■ STATED EXERCISE A:
In the article on app income models, swap "developer" for "publisher" and write out the part starting with "But I think" and going on through "in the app.".
■ STATED EXERCISE B:
Carry on the article on app income models from the point at which it stops.

■ SELECTION:
* begin *

Looking at three core models - free apps with in-app purchase (IAP), paid for apps, and paid for apps with IAP in addition - only three categories saw the paid for model make up the largest percentage of apps, education at 56% and navigation at 55%, and productivity at 70%. Every other category saw free apps with IAP as the leading income model.

Three categories saw free with IAP on more than 90% of the top apps - gaming (90%), news (95%), and newsstand (99%).

Freemium Strategy Graph
Image via Mashable/Staista.

It's possible to question these numbers, and there are a huge number of unknown variables that a simple infographic and bar chart will not be able to convey. It also has no data from the Windows Phone Store, the Google Play Store, the Amazon App Store, or any others. And neither does it go into the long tail of apps.

But I think that the broad answer is correct. If you are a developer, and you are looking to generate an income from your users, then freemium is the way forward. The applications that bring in the money from users are those asking for nothing up front, and payment once you see the value of the app and (presumably) the trials and samples of various elements in the app.

* end *

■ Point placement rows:
* begin *

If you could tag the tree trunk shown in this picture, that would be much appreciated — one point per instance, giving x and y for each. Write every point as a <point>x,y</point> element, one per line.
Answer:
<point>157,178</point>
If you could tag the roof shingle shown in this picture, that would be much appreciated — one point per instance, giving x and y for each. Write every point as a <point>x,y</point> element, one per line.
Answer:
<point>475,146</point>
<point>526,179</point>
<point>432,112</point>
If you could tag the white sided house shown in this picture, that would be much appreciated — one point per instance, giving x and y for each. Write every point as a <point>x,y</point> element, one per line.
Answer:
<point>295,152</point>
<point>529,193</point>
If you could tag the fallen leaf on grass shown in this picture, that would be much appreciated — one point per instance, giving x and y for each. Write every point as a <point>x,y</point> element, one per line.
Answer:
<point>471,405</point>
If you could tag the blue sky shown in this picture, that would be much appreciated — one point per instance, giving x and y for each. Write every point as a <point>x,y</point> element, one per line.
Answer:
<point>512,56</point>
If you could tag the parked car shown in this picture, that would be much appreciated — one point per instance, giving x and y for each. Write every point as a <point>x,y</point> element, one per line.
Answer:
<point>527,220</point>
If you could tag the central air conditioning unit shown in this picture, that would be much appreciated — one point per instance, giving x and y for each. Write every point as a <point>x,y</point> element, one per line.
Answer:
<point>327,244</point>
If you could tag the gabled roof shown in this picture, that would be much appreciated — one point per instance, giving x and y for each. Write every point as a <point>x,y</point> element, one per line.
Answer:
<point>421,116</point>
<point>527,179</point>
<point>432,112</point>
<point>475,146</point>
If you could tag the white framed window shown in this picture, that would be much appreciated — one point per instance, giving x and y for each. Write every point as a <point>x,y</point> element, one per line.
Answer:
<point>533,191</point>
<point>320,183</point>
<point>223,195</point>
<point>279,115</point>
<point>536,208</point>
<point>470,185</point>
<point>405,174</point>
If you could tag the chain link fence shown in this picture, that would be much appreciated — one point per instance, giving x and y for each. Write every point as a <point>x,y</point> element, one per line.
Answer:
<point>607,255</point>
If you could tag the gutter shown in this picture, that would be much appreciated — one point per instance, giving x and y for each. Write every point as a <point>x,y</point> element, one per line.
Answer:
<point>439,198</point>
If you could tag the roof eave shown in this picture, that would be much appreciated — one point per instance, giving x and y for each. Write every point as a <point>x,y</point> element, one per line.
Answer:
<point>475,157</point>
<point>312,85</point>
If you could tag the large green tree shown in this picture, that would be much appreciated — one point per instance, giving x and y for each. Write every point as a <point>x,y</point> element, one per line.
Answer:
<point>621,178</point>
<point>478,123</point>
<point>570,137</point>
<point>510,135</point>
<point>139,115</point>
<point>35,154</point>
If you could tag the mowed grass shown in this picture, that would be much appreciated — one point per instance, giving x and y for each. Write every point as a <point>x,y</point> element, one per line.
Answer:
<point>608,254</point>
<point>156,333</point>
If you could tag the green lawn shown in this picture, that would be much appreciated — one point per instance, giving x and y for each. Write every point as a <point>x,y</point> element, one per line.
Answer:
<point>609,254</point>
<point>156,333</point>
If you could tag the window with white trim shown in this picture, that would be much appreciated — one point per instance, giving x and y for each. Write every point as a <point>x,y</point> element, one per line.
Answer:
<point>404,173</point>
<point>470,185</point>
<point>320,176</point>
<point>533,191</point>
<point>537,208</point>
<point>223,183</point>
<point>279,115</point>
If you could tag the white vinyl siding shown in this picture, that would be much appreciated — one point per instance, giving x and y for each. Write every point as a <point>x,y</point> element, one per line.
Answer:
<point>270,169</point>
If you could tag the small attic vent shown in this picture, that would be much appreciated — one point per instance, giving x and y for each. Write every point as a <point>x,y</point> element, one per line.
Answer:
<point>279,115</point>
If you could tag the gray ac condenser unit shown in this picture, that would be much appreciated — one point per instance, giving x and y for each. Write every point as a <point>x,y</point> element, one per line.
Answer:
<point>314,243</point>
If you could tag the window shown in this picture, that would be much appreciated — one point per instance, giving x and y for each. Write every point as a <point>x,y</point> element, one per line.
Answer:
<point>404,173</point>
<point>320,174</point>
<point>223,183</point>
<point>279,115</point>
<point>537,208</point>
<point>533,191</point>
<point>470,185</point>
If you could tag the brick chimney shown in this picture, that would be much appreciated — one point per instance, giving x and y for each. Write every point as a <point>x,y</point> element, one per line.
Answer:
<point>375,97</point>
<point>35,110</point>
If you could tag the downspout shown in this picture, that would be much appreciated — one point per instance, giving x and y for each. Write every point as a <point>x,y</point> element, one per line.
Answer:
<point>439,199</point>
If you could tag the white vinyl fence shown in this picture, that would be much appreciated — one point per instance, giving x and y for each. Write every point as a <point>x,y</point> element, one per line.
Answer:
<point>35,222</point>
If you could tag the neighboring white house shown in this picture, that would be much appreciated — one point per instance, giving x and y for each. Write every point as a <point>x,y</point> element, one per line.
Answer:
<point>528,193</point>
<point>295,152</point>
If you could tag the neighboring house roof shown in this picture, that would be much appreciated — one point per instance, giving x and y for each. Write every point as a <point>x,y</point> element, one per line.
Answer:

* end *

■ OUTPUT A:
But I think that the broad answer is correct. If you are a publisher, and you are looking to generate an income from your users, then freemium is the way forward. The applications that bring in the money from users are those asking for nothing up front, and payment once you see the value of the app and (presumably) the trials and samples of various elements in the app.

■ OUTPUT B:
Of course if you are confident that your application is in a space where paid for downloads will generate the income you expect from your work, then you go right ahead with the paid for route. As with any area of commerce, market forces are not unified, and there will be variances, but in general, and especially for leisure based apps, the market has spoken.

The question now is how to make freemium work well for developers and users. There are huge differences of opinion on the freemium model even between the team here at All About Windows Phone - Steve is very much of the 'never-ever-ever getting near my phone', and at the other end of the spectrum, I'm very glad to see that developers are able to be paid for the efforts.

While the large developers are going out of their way to squeeze every last drop of digital cash out of a user (witness Rovio's Angry Birds Go on Windows Phone, and the mess of Electronic Arts' Plants vs Zombies 2 on iOS and Android), the indie developer is in a difficult place. They can't afford a huge survey to find the sweet spot of payment, pleasure, and pain; they won't have historical data to look back on; and they can't live to program another day if they get it wrong.

Angry Birds Go
The Angry Birds team have a look in your wallet.

To have a chance of significant engagement with their users, indie developers need to front load their applications a little more to promote more usage before the point of 'why not pay?' arrives, and in general the in-app purchases need to be more generous, through the length of time they remain 'active' to the volume that can be purchased.

In general, one solid freemium IAP that has a a permanent effect (such as doubling coin values, or opening up all levels), should be the equivalent of a more traditional 'paid for' download. Everything else is a bonus!

What do you expect from your freemium games? Should they always be playable right to the end, or do you think of the free portion as being the demo mode for a full price app? And where do you stand on temporary boosters as IAP?

Let us know in the comments.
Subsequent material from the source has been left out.